= Material for this task =
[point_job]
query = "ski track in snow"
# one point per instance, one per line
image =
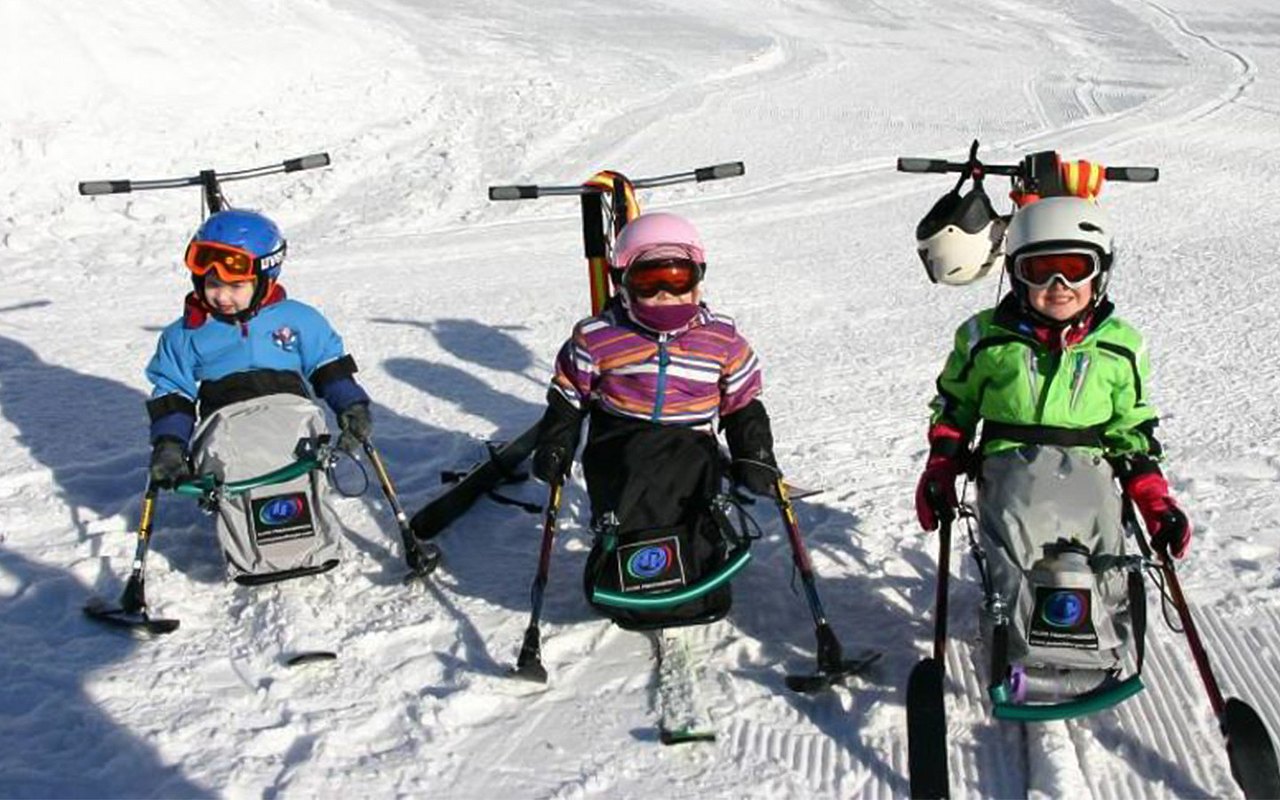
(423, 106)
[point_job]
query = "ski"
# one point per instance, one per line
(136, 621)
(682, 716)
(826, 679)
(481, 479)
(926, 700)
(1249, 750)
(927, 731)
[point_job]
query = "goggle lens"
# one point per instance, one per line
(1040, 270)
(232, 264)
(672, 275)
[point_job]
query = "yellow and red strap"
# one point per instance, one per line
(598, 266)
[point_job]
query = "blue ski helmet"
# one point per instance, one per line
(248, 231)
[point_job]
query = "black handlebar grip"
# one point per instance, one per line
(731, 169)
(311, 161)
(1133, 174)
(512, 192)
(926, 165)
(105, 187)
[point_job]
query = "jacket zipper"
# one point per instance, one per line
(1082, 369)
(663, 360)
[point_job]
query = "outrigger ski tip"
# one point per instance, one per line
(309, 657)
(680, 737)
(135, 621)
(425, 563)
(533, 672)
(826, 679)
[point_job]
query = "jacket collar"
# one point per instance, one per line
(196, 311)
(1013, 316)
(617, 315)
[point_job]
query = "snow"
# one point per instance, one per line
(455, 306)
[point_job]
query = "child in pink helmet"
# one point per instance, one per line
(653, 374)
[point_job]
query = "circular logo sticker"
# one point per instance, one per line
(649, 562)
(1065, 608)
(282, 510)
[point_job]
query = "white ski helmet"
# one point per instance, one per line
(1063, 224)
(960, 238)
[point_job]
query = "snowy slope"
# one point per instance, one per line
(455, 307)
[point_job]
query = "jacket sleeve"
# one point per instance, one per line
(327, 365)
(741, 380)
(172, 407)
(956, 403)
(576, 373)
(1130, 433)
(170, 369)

= Task objective =
From the material above, copy every line where the word "helmet" is found.

= Exercise answer =
query = "blue ski helmet"
query = "child in pink helmet"
query = "white ski helmet"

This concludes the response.